**Texte fourni**
┌────────

A la fin du Moyen Age, une gamme de couleur réduite, mais suffisamment variée a été établie. Le métier est organisé en guilde, il est réglementé et les teinturiers sont protégés. Du point de vue de la qualité des couleurs par contre, des progrès restent à faire.


 

Tout au long de la Renaissance, les choses évoluent peu, et surtout très doucement. A partir du 17ième siècle, tout va s'accélérer de plus en plus vite, particulièrement au 19ième siècle en faveur de la révolution industrielle.

  • Au 17ième siècle, Jean-Baptiste Colbert, 1er ministre de Louis XIV, décide de modifier l'organisation de la guilde des teinturiers. Il veut que les artisans puissent se spécialiser dans une teinture de qualité. Il  émet donc une ordonnance règlementant les teintures bas de gammes (ou "petit et faux teint"), et les teintures haut de gamme (ou "grand teint").

Rapidement des progrès sont constatés et les textiles grand teint se caractérisent par leur résistance             au lavage à la lumière et au chlore). Ils assurent la renommée des étoffes françaises colorées, même à          l’étranger.

  • Au milieu du 18ième siècle, le monde de la science s'intéresse de près à la chimie, domaine dans lequel les progrès sont très rapides. Les études menées sur la teinture permet une meilleure compréhension des procédés utilisés. Ces derniers sont améliorés, , des colorants d'origine minérales font leur apparition comme le brun de manganèse, le bleu de Prusse ou l'orange d'antimoine. On utilise désormais les colorants avec des "mordants", c'est à dire des composés chimiques facilitant l'accroche du colorants sur la fibre. Pour être honnête, certains mordants sont déjà utilisés depuis la préhistoire, comme l'urine. Le 18ième siècle voit le développement de l'utilisation des sels métallique comme mordants, bien plus efficaces. 

           Pour résumer, le 18ième siècle voit un développement importants des couleurs, mais également une            évolution des techniques de teintures permettant des teintures plus solides.

└────────

**Données brutes**
┌────────

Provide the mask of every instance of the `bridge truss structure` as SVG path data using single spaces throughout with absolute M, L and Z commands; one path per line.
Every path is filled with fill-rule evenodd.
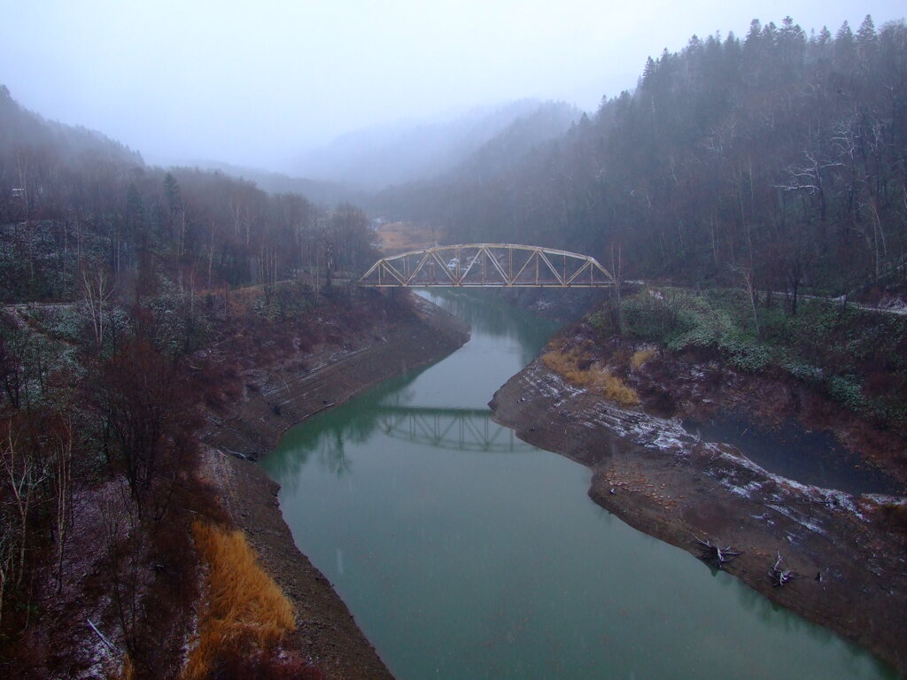
M 614 277 L 594 257 L 513 243 L 438 246 L 382 257 L 360 286 L 407 287 L 600 288 Z
M 492 420 L 487 409 L 380 406 L 378 413 L 388 437 L 434 449 L 505 453 L 533 448 Z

└────────

**Énoncé**
Reprenez le texte sur l'histoire de la teinture après sa dernière phrase et poursuivez-le.

**Corrigé**
  •  Le 19ième siècle arrive. Comme chacun le sait, le 19ième siècle n'est pas marqué que par les guerres napoléoniennes (même si on en parle beaucoup). Le 19ième siècle, c'est aussi une ère de progrès et d'immenses avancées scientifiques. L'évolution de la chimie organique permet l'apparition de la teinture synthétique qui se développe à la vitesse de l'éclair et provoque le déclin de la teinture naturelle utilisée depuis des siècles. Cette teinture a de nombreux avantages :

         - Elle peut être produite en grande quantité (en très grande quantité même !).

        -  Elle existe en plus de 4000 teintes (les colorants naturels n'en proposent que 12 !)

        - Une fois la formule déterminée, on peut la fabriquer à l'infinie (Certaines teintures naturelles                     disparaissent à cause de la disparition de l'espèce, ou parce que la matière première est trop difficile         d'accès)

        - Elle convient aux fibres synthétiques inventées au début du 20ième siècle (pas les teintures                          naturelles)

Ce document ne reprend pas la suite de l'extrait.